— DATA —
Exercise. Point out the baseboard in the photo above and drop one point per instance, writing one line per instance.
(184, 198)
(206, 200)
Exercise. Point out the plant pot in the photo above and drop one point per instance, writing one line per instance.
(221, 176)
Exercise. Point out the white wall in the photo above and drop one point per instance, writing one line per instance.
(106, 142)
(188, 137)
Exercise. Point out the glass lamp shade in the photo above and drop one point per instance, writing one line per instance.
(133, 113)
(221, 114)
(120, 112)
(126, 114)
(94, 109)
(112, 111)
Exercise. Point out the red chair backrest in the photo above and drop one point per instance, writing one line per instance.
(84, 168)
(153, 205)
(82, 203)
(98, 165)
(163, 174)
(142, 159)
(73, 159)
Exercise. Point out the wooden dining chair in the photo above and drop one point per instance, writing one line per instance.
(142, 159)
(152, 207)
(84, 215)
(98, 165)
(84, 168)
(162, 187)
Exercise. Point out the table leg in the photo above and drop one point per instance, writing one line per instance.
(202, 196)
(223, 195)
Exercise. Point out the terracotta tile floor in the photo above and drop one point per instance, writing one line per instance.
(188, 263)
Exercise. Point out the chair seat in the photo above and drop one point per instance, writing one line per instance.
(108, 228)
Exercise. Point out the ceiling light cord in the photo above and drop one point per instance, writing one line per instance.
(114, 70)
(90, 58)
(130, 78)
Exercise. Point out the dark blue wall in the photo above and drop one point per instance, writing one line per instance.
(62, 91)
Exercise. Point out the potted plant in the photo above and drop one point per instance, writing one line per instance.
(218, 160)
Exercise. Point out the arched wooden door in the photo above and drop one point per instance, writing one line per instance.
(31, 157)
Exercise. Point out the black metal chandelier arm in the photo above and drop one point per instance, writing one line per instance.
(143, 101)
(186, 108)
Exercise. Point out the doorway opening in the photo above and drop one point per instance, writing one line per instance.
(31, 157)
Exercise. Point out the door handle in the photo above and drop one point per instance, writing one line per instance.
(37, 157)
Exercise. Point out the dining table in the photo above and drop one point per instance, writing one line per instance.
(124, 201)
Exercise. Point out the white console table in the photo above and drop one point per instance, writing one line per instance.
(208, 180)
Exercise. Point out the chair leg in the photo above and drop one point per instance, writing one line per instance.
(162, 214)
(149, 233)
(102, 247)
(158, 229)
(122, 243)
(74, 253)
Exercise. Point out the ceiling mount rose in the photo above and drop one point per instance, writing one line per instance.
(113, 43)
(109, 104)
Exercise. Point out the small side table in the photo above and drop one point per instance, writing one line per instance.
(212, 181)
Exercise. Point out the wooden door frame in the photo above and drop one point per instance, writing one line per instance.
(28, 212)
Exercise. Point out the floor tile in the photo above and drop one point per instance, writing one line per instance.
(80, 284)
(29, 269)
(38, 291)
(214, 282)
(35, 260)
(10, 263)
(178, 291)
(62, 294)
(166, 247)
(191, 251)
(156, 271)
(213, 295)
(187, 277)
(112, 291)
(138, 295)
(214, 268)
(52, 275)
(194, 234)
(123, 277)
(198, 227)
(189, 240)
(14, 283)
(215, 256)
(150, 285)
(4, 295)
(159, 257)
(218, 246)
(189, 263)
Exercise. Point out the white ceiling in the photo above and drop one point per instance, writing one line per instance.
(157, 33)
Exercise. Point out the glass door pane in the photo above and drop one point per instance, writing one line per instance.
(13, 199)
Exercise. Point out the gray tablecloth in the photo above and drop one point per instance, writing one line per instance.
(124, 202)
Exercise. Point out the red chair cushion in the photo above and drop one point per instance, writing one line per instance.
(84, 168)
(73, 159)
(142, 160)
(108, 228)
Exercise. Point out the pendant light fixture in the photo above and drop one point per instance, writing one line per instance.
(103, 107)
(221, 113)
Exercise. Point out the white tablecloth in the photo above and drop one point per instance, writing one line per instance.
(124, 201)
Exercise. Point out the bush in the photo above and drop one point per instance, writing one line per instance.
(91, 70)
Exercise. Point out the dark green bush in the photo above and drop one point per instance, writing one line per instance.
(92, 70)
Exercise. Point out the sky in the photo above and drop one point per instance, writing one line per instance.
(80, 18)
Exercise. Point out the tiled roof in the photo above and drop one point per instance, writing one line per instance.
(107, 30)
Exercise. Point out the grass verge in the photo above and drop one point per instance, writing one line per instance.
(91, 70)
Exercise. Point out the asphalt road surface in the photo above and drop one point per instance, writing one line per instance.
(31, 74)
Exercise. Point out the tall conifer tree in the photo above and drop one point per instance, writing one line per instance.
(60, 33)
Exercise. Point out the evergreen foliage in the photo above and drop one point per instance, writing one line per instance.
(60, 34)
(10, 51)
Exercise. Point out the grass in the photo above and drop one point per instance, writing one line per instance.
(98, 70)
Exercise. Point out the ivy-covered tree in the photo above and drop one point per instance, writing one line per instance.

— OBJECTIVE —
Copy out every item above, swapping "Point out" for "Mark" wherever it occurs and keeping everything else the same.

— COMPLETE RESPONSE —
Exercise. Mark the baseboard in the photo above and drop one point per instance, writing one line per instance.
(184, 198)
(206, 200)
Exercise. Mark the plant pot in the photo above and drop one point per instance, writing one line per instance.
(221, 176)
Exercise. Mark the white wall in the photo above and drop one point per instance, writing one line per instance.
(106, 142)
(188, 137)
Exercise. Mark the glass lamp shade in the photo above and drop one point per instance, writing one line per instance.
(133, 113)
(221, 114)
(120, 112)
(126, 114)
(94, 109)
(112, 111)
Exercise. Mark the red chair backrest in the photo above and drop one point per instance, writing one line per instance.
(84, 168)
(153, 205)
(82, 203)
(98, 165)
(163, 174)
(142, 159)
(73, 159)
Exercise. Mark the wooden dining chair in the photo above and drop one point per instance, writing one line per instance.
(142, 159)
(152, 207)
(84, 215)
(98, 165)
(84, 168)
(162, 187)
Exercise. Mark the table leg in the photo above and drop one point per instance, writing one line per instance.
(202, 196)
(223, 195)
Exercise. Mark the terracotta tile floor in the photo above and drop one point per instance, writing one line per instance.
(188, 263)
Exercise. Mark the chair seat in the photo above and drop one point per instance, writing one line per instance.
(108, 228)
Exercise. Mark the ceiling light cord in the photo above and drop one point per instance, writing one line per instance.
(114, 70)
(90, 58)
(130, 78)
Exercise. Mark the dark blue wall in the photo above and drop one point per instance, writing one line per instance.
(62, 91)
Exercise. Mark the potted plant in the photo above and drop one point per instance, writing one line per instance.
(218, 160)
Exercise. Mark the arched wooden door in the photo above and drop one point per instance, writing one line per instance.
(31, 157)
Exercise. Mark the black metal chandelier arm in the photo above and drop one point per instance, writing one line per instance.
(143, 101)
(186, 108)
Exercise. Mark the doorway opening in the photo above and drop one point per instance, writing one line per instance.
(31, 157)
Exercise. Mark the door handle in the photo above and drop one point per instance, writing one line per instance.
(37, 157)
Exercise. Mark the dining table in the photo above and drop one point per instance, writing one line per instance.
(124, 201)
Exercise. Mark the white console table in the photo above and drop one point per instance, writing one line per instance.
(208, 180)
Exercise. Mark the chair leg in the photo above and drop one point per instance, writing one line per instance.
(162, 214)
(149, 233)
(102, 247)
(158, 229)
(122, 243)
(74, 253)
Exercise. Mark the ceiling mount rose in the photo above and drop one point per instance, writing one line per instance.
(113, 43)
(109, 104)
Exercise. Mark the small side table in the photo above and drop one point per instance, writing one line per instance.
(212, 181)
Exercise. Mark the wooden door frame in the photo above and drop one point per instance, writing one line per instance.
(28, 212)
Exercise. Mark the floor tile in the photo above and drop one point per instance, writing one line per instance.
(80, 284)
(29, 269)
(38, 291)
(214, 282)
(35, 260)
(10, 263)
(178, 291)
(62, 294)
(166, 247)
(191, 251)
(156, 271)
(213, 295)
(187, 277)
(112, 291)
(138, 295)
(214, 268)
(52, 275)
(194, 234)
(123, 277)
(198, 227)
(189, 240)
(14, 283)
(215, 256)
(150, 285)
(4, 295)
(159, 257)
(218, 246)
(189, 263)
Exercise. Mark the white ceiling in the photo above and drop one point per instance, writing one line per instance.
(157, 33)
Exercise. Mark the glass door pane in the photo above and drop one point per instance, writing one line per instance.
(13, 199)
Exercise. Mark the gray tablecloth in the photo above and drop one point per instance, writing one line per instance.
(124, 202)
Exercise. Mark the red chair cushion in the photo above and drop one point per instance, writing one line per instance.
(84, 168)
(73, 159)
(142, 160)
(108, 228)
Exercise. Mark the pendant light fixture in the photo above and drop one point per instance, writing one line per instance.
(103, 107)
(221, 113)
Exercise. Mark the white tablecloth in the photo above and drop one point per instance, writing one line per instance.
(124, 201)
Exercise. Mark the bush in the photo above and drop one point per instance, writing one line per instance.
(91, 70)
Exercise. Mark the dark green bush in the photo above and drop one point per instance, writing one line per instance.
(92, 70)
Exercise. Mark the sky in the photo above and drop one point per instance, writing one line per instance.
(80, 18)
Exercise. Mark the tiled roof in the photo above and drop one point per instance, writing one line per instance.
(107, 30)
Exercise. Mark the grass verge in the photo above and drop one point per instance, writing one line per instance.
(91, 70)
Exercise. Mark the asphalt road surface in the photo above and drop one point per instance, writing one line per instance.
(31, 74)
Exercise. Mark the tall conifer tree in the photo above and drop one point per instance, writing one line per instance.
(60, 33)
Exercise. Mark the evergreen foliage in the photo above and drop one point per instance, writing one line per instance.
(60, 34)
(10, 51)
Exercise. Mark the grass in the photo above and drop one point per instance, writing one line per instance.
(98, 70)
Exercise. Mark the ivy-covered tree in the photo above and drop one point per instance, writing one line per instance.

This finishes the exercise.